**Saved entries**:

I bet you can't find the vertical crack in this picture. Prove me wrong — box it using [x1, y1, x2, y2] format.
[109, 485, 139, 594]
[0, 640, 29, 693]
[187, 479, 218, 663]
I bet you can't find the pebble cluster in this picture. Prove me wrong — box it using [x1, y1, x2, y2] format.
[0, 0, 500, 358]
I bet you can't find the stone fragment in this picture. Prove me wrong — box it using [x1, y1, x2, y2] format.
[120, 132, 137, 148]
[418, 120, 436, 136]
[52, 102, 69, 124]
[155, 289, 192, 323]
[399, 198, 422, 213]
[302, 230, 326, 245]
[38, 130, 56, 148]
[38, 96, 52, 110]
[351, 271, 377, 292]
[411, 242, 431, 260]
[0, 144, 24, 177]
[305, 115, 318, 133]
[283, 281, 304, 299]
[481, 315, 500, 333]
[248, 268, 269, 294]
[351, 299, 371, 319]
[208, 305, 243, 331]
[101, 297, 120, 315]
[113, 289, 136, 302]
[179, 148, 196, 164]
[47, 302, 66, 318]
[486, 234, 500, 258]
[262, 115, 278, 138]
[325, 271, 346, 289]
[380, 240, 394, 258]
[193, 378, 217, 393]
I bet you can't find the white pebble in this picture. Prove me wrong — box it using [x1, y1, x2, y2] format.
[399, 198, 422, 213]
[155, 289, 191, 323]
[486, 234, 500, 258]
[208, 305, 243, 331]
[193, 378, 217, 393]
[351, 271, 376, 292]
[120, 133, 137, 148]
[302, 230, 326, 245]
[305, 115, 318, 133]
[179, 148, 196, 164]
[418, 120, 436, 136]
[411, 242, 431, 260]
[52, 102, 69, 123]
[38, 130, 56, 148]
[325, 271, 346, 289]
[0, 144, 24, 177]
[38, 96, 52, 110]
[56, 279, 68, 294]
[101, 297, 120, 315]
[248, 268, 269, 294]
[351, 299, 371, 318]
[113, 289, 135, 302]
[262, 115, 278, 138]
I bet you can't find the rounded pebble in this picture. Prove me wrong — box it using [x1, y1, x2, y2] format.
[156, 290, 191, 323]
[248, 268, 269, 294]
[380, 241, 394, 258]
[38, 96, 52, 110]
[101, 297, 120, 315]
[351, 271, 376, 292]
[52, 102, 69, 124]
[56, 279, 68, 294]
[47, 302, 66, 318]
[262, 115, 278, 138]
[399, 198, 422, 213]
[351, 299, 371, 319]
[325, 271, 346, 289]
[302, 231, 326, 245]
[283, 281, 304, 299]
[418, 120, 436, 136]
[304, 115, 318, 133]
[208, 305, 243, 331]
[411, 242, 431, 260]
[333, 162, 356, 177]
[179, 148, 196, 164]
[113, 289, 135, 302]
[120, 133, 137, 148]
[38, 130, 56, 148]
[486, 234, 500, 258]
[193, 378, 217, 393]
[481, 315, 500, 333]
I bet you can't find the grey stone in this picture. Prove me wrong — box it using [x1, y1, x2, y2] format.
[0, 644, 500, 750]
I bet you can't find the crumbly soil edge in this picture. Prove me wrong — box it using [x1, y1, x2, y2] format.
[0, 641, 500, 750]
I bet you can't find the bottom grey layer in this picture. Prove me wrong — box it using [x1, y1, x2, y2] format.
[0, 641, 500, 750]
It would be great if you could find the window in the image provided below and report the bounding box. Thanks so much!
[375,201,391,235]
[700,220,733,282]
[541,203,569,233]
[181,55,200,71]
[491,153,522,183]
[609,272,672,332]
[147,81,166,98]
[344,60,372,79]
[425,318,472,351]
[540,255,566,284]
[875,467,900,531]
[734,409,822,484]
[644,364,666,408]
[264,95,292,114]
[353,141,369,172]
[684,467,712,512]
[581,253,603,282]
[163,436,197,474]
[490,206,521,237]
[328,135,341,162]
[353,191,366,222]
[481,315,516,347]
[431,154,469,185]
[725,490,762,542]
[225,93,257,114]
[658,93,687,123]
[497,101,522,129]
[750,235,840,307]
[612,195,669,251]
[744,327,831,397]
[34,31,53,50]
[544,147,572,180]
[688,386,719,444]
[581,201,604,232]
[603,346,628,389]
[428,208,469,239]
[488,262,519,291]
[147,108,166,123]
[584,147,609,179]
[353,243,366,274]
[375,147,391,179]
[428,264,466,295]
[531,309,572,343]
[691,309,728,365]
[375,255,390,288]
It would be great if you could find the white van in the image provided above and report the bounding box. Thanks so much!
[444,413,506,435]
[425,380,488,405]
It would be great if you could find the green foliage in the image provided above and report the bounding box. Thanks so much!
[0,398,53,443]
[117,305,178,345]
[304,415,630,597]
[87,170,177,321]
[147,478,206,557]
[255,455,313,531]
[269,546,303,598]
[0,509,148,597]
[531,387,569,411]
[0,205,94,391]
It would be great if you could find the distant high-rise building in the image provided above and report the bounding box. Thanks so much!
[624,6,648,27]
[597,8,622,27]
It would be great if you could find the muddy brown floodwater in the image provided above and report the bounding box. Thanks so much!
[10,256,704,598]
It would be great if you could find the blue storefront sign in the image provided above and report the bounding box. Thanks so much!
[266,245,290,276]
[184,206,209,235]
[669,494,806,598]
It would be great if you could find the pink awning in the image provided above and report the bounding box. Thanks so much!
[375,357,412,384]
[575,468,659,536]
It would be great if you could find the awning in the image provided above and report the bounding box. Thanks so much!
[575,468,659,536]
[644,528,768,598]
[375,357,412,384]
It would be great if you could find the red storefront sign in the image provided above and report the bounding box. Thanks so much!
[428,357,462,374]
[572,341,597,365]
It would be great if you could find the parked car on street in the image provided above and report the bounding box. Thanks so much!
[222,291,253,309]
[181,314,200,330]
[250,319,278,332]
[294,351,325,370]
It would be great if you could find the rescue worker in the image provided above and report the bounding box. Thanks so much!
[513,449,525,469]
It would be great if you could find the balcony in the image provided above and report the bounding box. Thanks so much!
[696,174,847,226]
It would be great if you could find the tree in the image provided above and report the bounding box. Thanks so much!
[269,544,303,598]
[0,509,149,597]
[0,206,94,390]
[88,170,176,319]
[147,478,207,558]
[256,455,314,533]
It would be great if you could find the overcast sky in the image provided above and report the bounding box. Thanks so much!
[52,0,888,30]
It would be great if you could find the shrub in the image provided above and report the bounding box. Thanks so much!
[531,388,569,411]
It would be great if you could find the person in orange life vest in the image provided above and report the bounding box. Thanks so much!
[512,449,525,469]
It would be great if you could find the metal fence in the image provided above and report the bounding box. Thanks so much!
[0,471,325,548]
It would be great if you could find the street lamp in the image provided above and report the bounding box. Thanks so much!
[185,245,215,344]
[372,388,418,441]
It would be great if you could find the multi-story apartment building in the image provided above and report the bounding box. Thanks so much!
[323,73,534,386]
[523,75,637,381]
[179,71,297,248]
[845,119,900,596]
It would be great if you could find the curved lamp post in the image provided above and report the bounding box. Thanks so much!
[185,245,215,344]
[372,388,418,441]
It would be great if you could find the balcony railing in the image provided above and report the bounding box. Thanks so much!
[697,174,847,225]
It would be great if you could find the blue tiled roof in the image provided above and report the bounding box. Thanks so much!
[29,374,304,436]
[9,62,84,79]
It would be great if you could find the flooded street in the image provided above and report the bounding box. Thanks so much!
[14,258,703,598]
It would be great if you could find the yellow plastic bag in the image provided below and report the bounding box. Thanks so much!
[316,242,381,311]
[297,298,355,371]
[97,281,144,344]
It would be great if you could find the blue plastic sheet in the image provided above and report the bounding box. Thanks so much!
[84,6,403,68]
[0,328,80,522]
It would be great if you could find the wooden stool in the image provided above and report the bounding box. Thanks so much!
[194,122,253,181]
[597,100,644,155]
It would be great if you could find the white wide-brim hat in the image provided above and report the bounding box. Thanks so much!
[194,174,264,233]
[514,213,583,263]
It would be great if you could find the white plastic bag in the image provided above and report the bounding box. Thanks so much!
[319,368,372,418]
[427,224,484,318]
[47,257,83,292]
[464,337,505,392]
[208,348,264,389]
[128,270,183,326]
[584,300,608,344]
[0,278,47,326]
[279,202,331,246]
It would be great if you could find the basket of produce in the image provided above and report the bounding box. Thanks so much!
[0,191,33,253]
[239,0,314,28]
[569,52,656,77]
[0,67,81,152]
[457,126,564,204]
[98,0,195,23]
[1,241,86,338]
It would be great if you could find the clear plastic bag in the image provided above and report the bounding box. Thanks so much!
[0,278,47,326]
--
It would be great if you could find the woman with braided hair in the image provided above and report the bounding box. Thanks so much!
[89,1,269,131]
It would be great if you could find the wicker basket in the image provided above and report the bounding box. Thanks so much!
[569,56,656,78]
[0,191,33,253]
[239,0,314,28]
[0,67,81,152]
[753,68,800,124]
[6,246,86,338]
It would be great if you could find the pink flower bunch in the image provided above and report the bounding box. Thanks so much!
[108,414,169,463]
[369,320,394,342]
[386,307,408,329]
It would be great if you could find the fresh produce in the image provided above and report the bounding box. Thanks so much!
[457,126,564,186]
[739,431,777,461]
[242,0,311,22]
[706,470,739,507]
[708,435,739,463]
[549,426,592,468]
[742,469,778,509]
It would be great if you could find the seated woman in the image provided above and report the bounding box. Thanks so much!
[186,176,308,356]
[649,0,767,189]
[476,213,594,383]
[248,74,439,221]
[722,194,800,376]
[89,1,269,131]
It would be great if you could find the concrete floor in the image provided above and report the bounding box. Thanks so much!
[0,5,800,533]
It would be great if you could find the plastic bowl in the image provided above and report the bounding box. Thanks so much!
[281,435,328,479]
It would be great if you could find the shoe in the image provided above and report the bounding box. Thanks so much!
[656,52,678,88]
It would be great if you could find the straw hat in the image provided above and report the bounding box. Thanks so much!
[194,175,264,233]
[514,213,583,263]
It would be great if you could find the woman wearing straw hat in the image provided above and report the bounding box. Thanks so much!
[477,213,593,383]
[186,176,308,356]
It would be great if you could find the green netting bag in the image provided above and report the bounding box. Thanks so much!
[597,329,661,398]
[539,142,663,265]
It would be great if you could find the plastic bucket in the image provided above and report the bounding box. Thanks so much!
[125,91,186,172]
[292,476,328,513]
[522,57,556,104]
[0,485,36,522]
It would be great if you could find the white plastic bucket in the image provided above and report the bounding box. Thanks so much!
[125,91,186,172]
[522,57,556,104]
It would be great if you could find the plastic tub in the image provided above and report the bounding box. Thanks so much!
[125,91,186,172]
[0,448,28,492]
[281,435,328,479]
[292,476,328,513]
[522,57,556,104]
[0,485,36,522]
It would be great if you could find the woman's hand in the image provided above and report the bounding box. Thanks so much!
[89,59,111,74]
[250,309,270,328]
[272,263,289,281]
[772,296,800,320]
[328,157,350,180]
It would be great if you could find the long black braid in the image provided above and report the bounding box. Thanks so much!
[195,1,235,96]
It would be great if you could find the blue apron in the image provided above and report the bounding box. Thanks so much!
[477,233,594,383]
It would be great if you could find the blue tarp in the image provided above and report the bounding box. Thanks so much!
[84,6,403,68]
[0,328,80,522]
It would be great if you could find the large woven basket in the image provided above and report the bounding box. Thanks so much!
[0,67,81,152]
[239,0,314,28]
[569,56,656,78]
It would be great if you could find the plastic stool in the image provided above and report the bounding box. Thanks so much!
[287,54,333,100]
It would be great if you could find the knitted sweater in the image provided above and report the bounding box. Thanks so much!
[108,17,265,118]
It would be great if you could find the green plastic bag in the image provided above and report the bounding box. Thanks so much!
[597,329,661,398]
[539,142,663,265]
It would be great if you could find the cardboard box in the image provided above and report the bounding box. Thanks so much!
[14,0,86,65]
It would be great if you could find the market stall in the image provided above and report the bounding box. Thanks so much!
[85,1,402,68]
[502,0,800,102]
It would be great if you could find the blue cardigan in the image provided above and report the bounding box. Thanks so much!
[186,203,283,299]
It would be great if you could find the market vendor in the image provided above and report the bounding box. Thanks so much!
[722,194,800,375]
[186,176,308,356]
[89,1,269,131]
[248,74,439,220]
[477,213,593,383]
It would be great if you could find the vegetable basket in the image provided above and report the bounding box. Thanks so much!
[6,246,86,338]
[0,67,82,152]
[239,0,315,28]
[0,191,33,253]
* * *
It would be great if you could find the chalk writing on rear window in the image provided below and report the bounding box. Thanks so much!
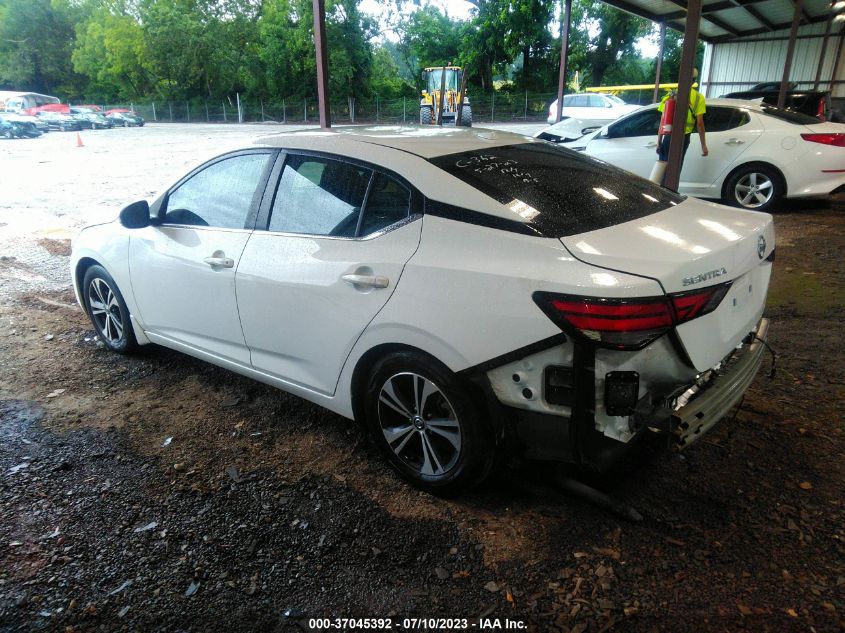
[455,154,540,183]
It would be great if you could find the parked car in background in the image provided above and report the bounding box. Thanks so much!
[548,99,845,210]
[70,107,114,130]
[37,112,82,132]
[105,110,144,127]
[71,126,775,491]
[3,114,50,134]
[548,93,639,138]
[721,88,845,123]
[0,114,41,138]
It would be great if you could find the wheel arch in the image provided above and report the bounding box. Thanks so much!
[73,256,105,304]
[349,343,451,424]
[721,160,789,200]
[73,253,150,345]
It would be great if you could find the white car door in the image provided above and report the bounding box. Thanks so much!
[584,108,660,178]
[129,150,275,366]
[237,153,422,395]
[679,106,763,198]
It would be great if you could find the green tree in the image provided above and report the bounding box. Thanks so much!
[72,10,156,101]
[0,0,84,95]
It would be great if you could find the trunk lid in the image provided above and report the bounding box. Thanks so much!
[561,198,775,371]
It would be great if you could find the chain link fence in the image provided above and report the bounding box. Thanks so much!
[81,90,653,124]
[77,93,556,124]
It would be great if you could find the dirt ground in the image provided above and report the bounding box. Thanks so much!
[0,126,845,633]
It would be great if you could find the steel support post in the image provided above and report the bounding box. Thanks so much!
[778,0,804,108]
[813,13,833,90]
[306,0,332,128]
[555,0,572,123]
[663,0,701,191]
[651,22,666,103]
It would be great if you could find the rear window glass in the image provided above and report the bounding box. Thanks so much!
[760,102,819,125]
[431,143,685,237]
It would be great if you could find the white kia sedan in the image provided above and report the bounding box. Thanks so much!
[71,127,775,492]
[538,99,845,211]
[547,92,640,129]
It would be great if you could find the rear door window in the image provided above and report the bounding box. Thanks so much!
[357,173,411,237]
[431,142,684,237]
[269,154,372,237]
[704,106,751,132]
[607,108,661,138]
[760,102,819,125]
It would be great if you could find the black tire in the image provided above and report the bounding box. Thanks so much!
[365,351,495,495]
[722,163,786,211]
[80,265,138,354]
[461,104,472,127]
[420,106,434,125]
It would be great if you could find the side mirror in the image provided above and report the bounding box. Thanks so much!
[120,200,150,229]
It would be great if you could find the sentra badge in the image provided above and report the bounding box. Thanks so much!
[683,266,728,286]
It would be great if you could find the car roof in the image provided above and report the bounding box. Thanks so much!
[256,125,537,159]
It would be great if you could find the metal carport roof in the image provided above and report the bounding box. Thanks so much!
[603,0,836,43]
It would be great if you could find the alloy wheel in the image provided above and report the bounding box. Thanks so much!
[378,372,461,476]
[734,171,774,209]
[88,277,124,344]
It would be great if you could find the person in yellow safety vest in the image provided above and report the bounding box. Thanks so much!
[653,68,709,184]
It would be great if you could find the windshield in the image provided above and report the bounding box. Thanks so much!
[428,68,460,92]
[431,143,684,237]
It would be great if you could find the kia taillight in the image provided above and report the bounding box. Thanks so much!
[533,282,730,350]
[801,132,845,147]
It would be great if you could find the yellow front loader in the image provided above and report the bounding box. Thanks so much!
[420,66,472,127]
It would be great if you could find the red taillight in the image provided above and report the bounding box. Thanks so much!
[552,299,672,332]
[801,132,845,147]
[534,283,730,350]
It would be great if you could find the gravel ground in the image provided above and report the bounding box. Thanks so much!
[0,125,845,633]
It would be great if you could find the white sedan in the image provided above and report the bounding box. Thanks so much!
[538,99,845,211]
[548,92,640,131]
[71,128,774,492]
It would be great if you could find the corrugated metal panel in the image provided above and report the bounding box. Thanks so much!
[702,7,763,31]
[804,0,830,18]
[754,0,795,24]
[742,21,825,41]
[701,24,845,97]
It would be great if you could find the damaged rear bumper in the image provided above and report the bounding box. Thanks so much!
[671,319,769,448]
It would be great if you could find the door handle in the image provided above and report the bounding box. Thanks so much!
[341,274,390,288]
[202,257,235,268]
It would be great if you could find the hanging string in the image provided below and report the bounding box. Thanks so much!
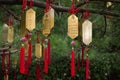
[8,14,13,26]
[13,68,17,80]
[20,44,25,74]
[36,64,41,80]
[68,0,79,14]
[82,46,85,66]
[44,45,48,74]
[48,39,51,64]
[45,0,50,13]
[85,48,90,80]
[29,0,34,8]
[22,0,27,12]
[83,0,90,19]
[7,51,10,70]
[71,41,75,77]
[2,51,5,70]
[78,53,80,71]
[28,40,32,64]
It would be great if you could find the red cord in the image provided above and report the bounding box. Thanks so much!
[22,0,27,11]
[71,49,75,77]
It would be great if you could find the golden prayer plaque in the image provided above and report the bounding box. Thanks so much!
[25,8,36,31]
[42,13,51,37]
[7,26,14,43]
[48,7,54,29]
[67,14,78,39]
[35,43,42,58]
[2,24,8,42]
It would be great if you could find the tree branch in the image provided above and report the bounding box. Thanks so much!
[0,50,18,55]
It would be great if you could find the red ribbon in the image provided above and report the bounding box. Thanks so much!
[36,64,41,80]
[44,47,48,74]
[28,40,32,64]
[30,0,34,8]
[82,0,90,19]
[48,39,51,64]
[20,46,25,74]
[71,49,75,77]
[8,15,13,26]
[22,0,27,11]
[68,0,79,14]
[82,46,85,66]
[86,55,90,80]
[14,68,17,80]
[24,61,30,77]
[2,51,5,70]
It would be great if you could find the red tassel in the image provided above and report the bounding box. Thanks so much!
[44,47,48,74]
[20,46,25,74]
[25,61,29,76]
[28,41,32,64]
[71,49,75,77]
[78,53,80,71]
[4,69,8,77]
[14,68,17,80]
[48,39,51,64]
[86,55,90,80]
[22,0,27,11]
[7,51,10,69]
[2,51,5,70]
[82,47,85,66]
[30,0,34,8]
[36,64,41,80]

**WHAT THIS TASK INVOLVES**:
Rewrite the stretch from the line containing "It would be great if you could find the rescue" through the line containing "[696,174,847,226]", swapping "balcony" for "terrace" and leaving everything else as it is.

**SOLUTION TO THIS PROBLEM**:
It would be great if you could find the rescue worker in the image provided above and report the bounding box. Thanks so much!
[513,449,525,469]
It would be great if you could find the terrace in the image provided above and report the bounding box. Thanks so much!
[696,174,847,226]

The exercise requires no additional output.